Records to process:
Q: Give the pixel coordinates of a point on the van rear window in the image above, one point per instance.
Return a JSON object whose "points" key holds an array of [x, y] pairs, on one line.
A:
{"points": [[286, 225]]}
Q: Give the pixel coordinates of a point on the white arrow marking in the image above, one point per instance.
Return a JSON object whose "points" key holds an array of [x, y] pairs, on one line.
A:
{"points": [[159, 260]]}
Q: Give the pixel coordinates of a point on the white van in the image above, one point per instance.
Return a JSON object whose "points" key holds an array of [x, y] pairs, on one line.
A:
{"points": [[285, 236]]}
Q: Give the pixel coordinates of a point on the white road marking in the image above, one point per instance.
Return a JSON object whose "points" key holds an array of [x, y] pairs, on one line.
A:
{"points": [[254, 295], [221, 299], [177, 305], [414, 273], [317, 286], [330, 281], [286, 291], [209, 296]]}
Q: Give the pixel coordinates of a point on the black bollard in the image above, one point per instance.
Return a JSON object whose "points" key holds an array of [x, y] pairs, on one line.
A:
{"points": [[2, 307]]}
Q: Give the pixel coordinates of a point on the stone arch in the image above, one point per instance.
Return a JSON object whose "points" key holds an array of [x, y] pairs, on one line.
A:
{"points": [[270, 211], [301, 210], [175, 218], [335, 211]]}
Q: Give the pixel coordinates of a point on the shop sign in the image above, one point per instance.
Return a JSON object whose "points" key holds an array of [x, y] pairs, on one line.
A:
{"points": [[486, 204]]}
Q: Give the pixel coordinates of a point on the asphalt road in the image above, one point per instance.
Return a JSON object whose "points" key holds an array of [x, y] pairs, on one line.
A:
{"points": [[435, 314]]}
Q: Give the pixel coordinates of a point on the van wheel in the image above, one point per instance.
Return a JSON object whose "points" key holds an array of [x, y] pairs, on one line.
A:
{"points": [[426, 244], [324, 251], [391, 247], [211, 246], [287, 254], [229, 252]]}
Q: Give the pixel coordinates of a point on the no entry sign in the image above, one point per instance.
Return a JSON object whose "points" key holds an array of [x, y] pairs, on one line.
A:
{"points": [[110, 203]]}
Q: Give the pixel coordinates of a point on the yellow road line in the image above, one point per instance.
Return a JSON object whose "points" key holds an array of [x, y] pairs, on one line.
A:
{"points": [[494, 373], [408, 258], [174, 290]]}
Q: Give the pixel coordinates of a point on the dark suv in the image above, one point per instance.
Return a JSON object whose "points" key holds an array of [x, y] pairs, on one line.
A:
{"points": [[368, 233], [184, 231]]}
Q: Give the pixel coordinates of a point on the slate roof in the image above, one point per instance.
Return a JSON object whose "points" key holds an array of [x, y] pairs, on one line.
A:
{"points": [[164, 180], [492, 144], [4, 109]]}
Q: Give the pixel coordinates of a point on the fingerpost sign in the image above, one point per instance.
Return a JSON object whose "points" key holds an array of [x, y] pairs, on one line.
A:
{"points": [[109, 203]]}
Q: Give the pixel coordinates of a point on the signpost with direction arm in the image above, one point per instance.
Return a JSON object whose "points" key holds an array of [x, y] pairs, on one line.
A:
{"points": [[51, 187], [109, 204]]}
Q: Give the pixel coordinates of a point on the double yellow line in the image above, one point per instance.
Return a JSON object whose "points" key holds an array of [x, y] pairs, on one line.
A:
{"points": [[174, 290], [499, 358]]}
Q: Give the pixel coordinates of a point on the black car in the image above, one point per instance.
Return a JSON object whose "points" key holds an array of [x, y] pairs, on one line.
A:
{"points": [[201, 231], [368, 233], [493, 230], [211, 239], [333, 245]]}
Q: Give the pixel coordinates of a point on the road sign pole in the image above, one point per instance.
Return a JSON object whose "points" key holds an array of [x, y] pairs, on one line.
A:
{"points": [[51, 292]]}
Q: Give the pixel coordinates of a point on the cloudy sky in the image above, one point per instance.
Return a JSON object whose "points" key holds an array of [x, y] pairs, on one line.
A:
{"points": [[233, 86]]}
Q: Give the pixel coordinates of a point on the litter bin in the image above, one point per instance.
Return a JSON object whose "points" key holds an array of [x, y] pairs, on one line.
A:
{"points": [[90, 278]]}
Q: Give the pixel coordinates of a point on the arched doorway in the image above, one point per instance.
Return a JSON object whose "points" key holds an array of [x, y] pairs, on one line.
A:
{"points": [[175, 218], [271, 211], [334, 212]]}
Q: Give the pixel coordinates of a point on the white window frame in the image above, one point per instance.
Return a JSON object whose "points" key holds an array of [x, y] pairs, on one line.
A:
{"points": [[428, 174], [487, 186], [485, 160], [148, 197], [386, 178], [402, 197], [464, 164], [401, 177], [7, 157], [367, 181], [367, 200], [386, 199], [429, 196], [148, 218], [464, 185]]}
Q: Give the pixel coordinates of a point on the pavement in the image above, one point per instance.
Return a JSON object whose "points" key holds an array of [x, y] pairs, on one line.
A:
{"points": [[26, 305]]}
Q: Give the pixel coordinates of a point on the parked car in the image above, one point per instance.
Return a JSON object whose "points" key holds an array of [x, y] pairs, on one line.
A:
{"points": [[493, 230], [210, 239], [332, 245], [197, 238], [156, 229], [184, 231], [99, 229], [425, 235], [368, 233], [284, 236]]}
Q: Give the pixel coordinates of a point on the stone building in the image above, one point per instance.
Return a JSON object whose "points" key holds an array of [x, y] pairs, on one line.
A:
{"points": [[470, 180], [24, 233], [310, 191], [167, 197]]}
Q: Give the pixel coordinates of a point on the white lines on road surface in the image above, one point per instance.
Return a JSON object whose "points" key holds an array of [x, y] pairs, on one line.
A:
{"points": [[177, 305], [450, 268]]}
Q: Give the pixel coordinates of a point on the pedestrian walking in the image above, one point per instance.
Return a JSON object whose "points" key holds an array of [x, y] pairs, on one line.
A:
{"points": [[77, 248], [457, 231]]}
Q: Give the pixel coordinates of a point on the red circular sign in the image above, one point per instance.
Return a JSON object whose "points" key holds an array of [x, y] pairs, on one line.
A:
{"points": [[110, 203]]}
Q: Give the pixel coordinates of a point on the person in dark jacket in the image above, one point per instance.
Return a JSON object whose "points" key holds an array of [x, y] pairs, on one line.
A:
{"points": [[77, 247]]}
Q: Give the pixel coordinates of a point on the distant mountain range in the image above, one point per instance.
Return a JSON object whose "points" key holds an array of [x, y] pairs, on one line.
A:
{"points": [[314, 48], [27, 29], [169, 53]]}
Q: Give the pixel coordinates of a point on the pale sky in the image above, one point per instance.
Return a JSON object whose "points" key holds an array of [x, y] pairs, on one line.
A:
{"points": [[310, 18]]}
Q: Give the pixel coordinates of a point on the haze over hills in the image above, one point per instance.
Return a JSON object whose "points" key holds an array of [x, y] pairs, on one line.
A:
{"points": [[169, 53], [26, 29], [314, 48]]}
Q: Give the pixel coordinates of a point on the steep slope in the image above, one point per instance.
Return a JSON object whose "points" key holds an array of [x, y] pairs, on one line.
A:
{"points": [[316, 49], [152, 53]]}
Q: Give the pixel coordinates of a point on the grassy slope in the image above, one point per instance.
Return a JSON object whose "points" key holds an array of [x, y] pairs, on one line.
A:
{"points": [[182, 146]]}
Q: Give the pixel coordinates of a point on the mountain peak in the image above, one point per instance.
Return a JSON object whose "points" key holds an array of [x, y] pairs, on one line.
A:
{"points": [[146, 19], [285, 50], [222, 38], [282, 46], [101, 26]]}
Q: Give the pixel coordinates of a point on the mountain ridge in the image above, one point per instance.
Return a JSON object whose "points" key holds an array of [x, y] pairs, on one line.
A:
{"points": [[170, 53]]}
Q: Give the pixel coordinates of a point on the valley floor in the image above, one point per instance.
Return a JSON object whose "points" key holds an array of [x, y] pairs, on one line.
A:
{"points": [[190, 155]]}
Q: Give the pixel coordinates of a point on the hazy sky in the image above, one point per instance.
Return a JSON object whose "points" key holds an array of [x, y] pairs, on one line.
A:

Work instructions: Here the job is to transcribe the lines from the first line of the data through the line containing "Q: Give the pixel coordinates of a point on the asphalt", inclusive, exactly and with nothing else.

Answer to this problem:
Q: Give the pixel coordinates of a point on the van rear window in the image above, one point per instance.
Return a JSON object whose "points" key holds an array of [x, y] pairs, on one line.
A:
{"points": [[286, 225]]}
Q: Give the pixel coordinates of a point on the white arrow marking in the image above, one point per instance.
Return a JSON object whose "points" key holds an array of [x, y] pairs, on one line.
A:
{"points": [[159, 260]]}
Q: Give the pixel coordinates of a point on the white van in the image above, one point per instance.
Return a JSON object whose "points" key holds an array of [x, y] pairs, on one line.
A:
{"points": [[285, 236]]}
Q: Give the pixel coordinates of a point on the white road marking in the image above, one point per instance.
Return a JSON object whose "points" key holds an array of [x, y] pairs, on one line.
A:
{"points": [[254, 295], [221, 299], [177, 305], [414, 273], [317, 286], [330, 281], [286, 291], [209, 296]]}
Q: Give the pixel coordinates of a point on the black bollard in the image above, one point per instance.
Return a JSON object whose "points" key holds an array of [x, y] pairs, on one line.
A:
{"points": [[2, 307]]}
Q: Give the pixel coordinates of a point on the stone arch in the image above, one point per instance.
Return a JSON object whose "points" key holds an array of [x, y] pairs, on one line.
A:
{"points": [[270, 211], [301, 210], [175, 218], [335, 211]]}
Q: Give the pixel coordinates of a point on the shop sign in the image above, one point per instance.
Return a JSON object whose "points" key holds an array of [x, y] pairs, on one line.
A:
{"points": [[486, 204]]}
Q: Give the pixel coordinates of a point on the asphalt road in the image above, one point per instance.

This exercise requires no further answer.